INPUT:
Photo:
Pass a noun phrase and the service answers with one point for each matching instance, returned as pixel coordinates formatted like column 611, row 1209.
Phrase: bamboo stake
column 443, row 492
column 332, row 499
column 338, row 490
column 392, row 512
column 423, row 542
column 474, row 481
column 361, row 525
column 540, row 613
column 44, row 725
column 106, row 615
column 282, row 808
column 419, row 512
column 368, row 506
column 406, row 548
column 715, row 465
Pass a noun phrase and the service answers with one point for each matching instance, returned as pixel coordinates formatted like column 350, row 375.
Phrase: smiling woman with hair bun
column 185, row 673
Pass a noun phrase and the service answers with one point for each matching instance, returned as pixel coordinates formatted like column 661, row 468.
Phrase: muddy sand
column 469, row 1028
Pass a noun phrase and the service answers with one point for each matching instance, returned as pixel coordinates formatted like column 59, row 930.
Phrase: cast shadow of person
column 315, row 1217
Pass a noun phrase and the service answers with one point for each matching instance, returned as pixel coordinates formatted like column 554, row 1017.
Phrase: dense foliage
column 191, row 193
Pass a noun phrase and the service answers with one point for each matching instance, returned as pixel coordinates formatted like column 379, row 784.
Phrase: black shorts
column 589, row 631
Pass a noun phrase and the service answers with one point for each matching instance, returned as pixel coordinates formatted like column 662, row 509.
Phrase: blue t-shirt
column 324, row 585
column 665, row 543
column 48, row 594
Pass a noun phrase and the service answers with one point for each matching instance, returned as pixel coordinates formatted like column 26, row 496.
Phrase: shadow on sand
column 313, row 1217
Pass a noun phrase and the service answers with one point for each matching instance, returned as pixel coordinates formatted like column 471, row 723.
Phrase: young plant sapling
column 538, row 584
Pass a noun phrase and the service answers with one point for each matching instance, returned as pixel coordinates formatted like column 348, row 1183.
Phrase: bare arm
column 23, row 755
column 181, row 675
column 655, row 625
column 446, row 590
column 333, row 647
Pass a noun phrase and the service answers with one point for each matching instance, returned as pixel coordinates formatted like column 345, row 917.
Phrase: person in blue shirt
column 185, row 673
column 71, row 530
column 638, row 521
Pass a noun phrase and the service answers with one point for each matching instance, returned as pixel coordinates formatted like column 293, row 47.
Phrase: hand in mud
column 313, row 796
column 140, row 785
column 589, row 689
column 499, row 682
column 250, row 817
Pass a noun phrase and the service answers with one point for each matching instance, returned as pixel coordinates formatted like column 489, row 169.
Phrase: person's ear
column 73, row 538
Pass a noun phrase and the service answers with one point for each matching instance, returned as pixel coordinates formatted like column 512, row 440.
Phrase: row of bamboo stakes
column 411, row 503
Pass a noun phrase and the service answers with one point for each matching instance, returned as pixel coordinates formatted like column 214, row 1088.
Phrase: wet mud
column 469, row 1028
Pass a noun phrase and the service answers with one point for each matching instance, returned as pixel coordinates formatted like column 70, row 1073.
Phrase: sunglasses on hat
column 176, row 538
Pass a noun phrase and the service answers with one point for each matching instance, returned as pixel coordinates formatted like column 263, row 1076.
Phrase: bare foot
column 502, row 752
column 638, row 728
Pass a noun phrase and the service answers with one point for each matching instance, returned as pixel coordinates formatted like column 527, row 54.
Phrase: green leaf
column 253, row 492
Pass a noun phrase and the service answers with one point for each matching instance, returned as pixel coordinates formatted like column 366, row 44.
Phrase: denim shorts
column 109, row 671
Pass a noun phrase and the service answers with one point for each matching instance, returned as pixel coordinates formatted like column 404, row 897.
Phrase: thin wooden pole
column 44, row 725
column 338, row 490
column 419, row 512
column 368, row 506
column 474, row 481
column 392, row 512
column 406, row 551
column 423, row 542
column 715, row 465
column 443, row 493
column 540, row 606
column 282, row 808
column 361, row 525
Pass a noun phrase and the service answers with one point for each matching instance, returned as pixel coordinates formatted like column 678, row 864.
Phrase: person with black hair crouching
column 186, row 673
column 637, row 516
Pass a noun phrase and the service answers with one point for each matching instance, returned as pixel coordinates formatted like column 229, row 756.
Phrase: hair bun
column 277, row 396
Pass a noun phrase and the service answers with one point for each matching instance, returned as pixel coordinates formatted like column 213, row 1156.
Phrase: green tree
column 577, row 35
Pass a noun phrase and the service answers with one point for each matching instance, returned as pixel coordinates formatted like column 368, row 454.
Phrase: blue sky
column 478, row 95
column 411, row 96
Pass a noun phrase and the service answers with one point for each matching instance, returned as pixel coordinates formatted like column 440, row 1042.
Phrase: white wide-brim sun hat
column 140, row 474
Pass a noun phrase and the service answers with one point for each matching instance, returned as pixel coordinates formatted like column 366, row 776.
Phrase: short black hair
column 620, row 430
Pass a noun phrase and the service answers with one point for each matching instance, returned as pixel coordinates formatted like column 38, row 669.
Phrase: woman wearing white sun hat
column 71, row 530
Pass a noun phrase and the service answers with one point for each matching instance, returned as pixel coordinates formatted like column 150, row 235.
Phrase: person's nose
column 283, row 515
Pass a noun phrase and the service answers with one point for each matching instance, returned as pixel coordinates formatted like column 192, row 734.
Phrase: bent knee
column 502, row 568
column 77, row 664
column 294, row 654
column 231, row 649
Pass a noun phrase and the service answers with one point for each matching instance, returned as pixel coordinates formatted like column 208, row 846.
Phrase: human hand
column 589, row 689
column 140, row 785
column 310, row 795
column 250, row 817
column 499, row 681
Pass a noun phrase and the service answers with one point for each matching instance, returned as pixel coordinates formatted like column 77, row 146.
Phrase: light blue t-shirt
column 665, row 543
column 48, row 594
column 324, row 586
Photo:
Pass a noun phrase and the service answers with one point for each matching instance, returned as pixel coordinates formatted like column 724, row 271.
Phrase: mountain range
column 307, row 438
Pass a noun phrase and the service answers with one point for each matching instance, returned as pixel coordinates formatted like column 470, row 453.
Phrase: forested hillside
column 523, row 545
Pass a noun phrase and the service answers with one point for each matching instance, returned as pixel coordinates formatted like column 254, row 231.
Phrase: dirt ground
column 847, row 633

TASK PROMPT:
Copy the whole listing above word for word, keeping every line unchanged.

OUTPUT FOR THIS EXERCISE:
Photo:
Pass a noun phrase and the service answers with one point for each matching instance, returned as pixel coordinates formatted like column 611, row 1209.
Phrase: bamboo stake
column 443, row 492
column 332, row 499
column 338, row 490
column 392, row 512
column 423, row 542
column 474, row 481
column 361, row 525
column 540, row 613
column 44, row 725
column 106, row 615
column 282, row 808
column 419, row 512
column 368, row 506
column 406, row 548
column 715, row 465
Pass a noun phrase and the service answers with one point for each matching instance, returned as pixel coordinates formatted like column 350, row 375.
Phrase: smiling woman with hair bun
column 185, row 673
Pass a noun phrase and the service answers with one point for each matching instance, returned as pixel coordinates formatted like column 661, row 468.
Phrase: muddy sand
column 469, row 1028
Pass a noun phrase and the service answers with one point for each matching instance, returned as pixel coordinates formatted like column 59, row 930.
Phrase: cast shadow of person
column 315, row 1217
Pass a noun phrase and the service answers with one point for each matching instance, returned as pixel coordinates formatted like column 554, row 1017.
Phrase: dense foliage
column 191, row 193
Pass a noun phrase and the service answers with one point for each matching instance, returned as pixel coordinates formatted like column 379, row 784.
Phrase: black shorts
column 589, row 631
Pass a noun phrase and the service answers with one point for each matching instance, returned as pixel coordinates formatted like column 662, row 509.
Phrase: blue t-shirt
column 324, row 585
column 665, row 543
column 48, row 594
Pass a noun phrase and the service answers with one point for each matching instance, returned as pixel coordinates formatted like column 26, row 496.
Phrase: shadow on sand
column 313, row 1217
Pass a noun phrase and the service answers with one point for each matching instance, returned as pixel coordinates formatted like column 471, row 723.
Phrase: young plant sapling
column 538, row 584
Pass a noun phrase and the service answers with one point for each matching instance, returned as pixel coordinates formatted like column 348, row 1183.
Phrase: bare arm
column 23, row 755
column 181, row 675
column 655, row 625
column 446, row 590
column 333, row 647
Pass a noun phrase and the service answers with one point for each matching instance, returned as pixel coordinates formatted like column 345, row 917.
Phrase: person in blue shirt
column 185, row 673
column 71, row 530
column 638, row 521
Pass a noun phrase and the service answers with one point for each matching instance, returned as pixel coordinates formatted like column 293, row 47.
Phrase: hand in mud
column 313, row 796
column 140, row 785
column 589, row 689
column 499, row 682
column 250, row 817
Pass a noun phrase and the service answers with one point for each matching instance, returned as pixel coordinates formatted like column 489, row 169.
Phrase: person's ear
column 73, row 538
Pass a noun phrase and the service answers with one point for each matching instance, returned as pixel coordinates formatted like column 512, row 440.
Phrase: row of bamboo stakes
column 411, row 503
Pass a noun phrase and the service answers with one point for each matching instance, returned as pixel coordinates formatted like column 214, row 1088.
Phrase: wet mud
column 469, row 1028
Pass a noun phrase and the service answers with one point for each matching instance, returned as pixel coordinates formatted like column 70, row 1073.
Phrase: sunglasses on hat
column 176, row 538
Pass a noun phrase and the service answers with one point for each matching instance, returned as pixel coordinates formatted like column 263, row 1076.
Phrase: bare foot
column 502, row 752
column 638, row 728
Pass a noun phrase and the service answers with one point for each matching instance, returned as pixel coordinates formatted like column 527, row 54.
Phrase: green leaf
column 253, row 492
Pass a noun phrase and the service answers with one point for each matching instance, returned as pixel coordinates formatted like column 366, row 44.
Phrase: denim shorts
column 109, row 671
Pass a noun phrase and the service answers with one point for each matching instance, returned as pixel coordinates formatted like column 404, row 897.
Phrase: thin wooden pole
column 44, row 725
column 338, row 490
column 419, row 512
column 368, row 506
column 474, row 481
column 392, row 512
column 406, row 551
column 423, row 542
column 715, row 465
column 443, row 493
column 540, row 606
column 282, row 808
column 361, row 525
Pass a noun phrase and the service answers with one point for each matching instance, returned as pixel coordinates formatted like column 678, row 864.
Phrase: person with black hair crouching
column 186, row 673
column 637, row 516
Pass a noun phrase and the service answers with one point for each matching instance, returned as pixel coordinates formatted like column 229, row 756.
Phrase: hair bun
column 277, row 396
Pass a noun phrase and the service answers with one point for each matching instance, returned as pixel coordinates formatted like column 213, row 1156.
Phrase: green tree
column 577, row 35
Pass a noun phrase and the service answers with one point for each matching instance, returned as pixel coordinates formatted like column 368, row 454.
Phrase: blue sky
column 478, row 95
column 411, row 96
Pass a noun phrase and the service answers with one point for each matching instance, returned as pixel coordinates formatted like column 440, row 1042.
Phrase: white wide-brim sun hat
column 140, row 474
Pass a noun phrase and the service answers with one point for each matching instance, returned as pixel coordinates formatted like column 366, row 776.
Phrase: short black hair
column 620, row 430
Pass a noun phrase and the service answers with one point for each matching instance, returned as pixel coordinates formatted like column 38, row 669.
Phrase: woman wearing white sun hat
column 71, row 530
Pass a noun phrase and the service answers with one point for each matching instance, returned as pixel coordinates formatted like column 150, row 235.
Phrase: person's nose
column 283, row 515
Pass a noun phrase and the service answers with one point for each matching instance, returned as pixel coordinates formatted like column 192, row 734.
Phrase: bent knee
column 502, row 568
column 77, row 664
column 294, row 654
column 231, row 649
Pass a noun phrase and the service answers with one point for each matching instance, returned as pixel coordinates formatted like column 208, row 846.
Phrase: human hand
column 589, row 689
column 140, row 785
column 310, row 795
column 250, row 817
column 499, row 681
Pass a noun phrase and the service answers with one point for each matching instance, returned as pixel coordinates formatted like column 77, row 146.
Phrase: light blue t-shirt
column 665, row 543
column 48, row 594
column 324, row 586
Photo:
Pass a noun phrase and the service answers with one point for each matching instance, returned as pixel coordinates formatted like column 724, row 271.
Phrase: mountain range
column 307, row 438
Pass a noun phrase and the service answers with one point for each matching instance, returned as pixel coordinates formatted like column 470, row 453.
Phrase: forested hillside
column 523, row 545
Pass a noun phrase and the service answers with one point for each matching instance, returned as pixel coordinates formatted like column 254, row 231.
Phrase: dirt ground
column 847, row 633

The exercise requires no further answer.